--- START OF EXCERPTED RECORDS ---

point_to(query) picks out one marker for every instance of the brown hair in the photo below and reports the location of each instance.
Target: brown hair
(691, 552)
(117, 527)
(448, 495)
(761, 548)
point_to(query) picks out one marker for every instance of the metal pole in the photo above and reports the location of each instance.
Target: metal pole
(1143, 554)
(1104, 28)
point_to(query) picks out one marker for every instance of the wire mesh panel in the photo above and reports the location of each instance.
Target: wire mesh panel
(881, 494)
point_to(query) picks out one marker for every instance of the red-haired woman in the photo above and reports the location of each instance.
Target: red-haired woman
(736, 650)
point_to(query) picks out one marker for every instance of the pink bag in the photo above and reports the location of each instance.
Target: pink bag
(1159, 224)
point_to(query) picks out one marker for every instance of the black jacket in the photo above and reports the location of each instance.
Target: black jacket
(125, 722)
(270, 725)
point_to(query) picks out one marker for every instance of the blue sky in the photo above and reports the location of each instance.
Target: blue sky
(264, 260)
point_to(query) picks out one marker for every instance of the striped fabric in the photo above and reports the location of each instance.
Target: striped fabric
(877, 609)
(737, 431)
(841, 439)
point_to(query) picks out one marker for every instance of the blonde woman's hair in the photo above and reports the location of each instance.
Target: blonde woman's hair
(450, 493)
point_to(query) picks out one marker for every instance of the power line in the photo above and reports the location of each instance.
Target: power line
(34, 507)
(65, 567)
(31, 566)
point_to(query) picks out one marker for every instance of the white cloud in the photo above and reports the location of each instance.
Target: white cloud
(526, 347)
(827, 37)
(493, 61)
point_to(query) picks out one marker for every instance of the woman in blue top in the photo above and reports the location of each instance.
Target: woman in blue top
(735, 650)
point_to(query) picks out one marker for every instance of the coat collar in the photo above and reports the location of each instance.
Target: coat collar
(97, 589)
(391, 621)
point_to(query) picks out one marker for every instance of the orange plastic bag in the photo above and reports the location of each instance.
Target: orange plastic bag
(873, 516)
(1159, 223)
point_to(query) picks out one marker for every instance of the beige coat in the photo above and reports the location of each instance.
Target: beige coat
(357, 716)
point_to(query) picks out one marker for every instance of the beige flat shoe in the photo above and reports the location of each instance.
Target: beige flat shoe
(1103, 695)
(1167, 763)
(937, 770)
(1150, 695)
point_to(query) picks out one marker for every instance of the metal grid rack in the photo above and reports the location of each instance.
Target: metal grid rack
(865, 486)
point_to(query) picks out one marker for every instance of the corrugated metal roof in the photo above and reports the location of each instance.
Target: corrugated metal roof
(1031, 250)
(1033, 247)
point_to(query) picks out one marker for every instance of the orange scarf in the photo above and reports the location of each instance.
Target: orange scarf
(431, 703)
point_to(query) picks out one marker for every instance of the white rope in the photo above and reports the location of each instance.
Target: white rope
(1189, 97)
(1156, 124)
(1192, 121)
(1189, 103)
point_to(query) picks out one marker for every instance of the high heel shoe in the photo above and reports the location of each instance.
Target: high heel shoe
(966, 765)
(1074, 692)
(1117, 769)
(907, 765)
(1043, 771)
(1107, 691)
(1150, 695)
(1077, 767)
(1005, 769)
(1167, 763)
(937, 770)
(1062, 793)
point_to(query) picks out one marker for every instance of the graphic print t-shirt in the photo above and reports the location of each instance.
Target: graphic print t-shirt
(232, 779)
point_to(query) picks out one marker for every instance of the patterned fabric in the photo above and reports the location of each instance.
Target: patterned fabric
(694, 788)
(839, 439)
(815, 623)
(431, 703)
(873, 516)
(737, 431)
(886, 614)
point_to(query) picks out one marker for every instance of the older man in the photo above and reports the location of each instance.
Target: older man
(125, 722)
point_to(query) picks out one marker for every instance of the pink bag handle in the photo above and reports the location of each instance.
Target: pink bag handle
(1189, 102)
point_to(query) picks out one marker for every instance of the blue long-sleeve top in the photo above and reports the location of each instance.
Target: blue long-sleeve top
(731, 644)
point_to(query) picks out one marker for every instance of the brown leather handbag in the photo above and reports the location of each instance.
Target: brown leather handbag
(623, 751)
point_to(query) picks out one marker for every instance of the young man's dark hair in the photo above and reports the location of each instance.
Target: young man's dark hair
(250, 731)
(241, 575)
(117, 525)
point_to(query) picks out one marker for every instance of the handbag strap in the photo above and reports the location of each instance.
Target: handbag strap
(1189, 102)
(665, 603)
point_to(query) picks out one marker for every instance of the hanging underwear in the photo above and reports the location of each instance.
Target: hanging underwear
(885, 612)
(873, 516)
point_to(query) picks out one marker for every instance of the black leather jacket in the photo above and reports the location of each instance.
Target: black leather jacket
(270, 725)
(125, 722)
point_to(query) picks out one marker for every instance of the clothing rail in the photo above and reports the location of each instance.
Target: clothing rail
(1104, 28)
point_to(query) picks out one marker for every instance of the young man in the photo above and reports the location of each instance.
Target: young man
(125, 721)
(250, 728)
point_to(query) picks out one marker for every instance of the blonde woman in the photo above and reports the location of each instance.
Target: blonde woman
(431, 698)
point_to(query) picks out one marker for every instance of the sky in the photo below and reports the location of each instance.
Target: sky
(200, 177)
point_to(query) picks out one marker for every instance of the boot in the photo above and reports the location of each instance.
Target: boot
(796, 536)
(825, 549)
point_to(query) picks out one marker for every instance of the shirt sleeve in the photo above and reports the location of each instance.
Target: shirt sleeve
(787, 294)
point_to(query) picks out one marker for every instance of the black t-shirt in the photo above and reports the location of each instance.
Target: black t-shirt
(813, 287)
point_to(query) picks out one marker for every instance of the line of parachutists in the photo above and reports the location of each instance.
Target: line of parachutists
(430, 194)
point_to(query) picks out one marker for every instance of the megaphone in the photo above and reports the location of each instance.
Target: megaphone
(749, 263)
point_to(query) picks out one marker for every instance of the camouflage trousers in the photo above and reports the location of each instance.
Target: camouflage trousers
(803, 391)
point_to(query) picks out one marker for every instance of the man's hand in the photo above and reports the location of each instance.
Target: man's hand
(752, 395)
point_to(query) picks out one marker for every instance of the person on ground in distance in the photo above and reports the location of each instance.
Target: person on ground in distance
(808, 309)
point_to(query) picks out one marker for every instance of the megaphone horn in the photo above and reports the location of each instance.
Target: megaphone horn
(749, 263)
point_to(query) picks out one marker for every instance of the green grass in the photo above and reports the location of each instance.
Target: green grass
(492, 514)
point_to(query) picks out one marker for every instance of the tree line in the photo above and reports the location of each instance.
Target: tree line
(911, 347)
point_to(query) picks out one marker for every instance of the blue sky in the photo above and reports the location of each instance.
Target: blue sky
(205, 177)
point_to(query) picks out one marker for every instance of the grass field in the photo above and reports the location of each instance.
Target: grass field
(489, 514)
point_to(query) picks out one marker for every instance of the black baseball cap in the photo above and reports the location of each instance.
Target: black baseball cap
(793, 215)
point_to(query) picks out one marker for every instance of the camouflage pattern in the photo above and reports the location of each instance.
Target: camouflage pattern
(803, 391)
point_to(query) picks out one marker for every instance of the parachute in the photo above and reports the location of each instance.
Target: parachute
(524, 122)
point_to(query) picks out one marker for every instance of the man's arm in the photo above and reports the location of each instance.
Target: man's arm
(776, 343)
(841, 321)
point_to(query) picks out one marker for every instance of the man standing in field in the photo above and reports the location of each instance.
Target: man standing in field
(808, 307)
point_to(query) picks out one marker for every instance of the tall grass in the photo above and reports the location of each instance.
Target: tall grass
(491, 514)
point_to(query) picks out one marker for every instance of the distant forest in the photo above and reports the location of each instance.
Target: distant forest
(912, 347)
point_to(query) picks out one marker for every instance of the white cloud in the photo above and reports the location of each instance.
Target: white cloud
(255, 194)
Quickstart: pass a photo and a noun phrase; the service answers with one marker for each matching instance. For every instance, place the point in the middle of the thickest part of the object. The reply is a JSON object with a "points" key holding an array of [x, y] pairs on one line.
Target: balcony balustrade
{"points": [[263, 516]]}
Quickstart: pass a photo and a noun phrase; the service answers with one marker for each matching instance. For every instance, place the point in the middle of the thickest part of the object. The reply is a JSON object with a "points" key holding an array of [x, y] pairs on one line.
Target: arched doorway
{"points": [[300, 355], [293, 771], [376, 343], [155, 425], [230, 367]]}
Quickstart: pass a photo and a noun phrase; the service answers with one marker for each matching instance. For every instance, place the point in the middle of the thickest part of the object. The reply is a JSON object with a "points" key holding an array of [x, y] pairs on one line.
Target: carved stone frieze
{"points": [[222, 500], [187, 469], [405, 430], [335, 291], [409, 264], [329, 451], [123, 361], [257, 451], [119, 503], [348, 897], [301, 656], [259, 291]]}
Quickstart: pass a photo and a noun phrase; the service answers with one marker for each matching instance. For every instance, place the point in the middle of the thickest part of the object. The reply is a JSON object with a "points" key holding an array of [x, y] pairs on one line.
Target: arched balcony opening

--- END OF EXCERPTED RECORDS ---

**SHORT PROBLEM:** Turn everything in the listing above, from its first line down to the line containing "(1159, 224)", into a Markdown table with the columns Row and Line. Number each line in the Row column and skip blank lines.

**EXERCISE OUTPUT:**
| Row | Line |
|---|---|
| 1 | point_to(query) picks out one marker for every instance of the brown hair in the photo below and reports the location of each instance. |
| 2 | Target: brown hair |
| 3 | (691, 552) |
| 4 | (117, 527) |
| 5 | (448, 495) |
| 6 | (761, 548) |
| 7 | point_to(query) picks out one marker for every instance of the metal pole in the photo above and reports the location of each instance. |
| 8 | Target: metal pole |
| 9 | (1143, 554) |
| 10 | (1104, 28) |
| 11 | point_to(query) picks out one marker for every instance of the wire mesh panel in the photo above and reports the location of each instance. |
| 12 | Target: wire mesh panel |
| 13 | (881, 494) |
| 14 | point_to(query) picks out one marker for every instance of the red-haired woman in the photo above and reports the location of each instance. |
| 15 | Target: red-haired woman |
| 16 | (736, 650) |
| 17 | point_to(query) picks out one marker for every instance of the pink bag in the photo above and reports the location of each instance. |
| 18 | Target: pink bag |
| 19 | (1159, 224) |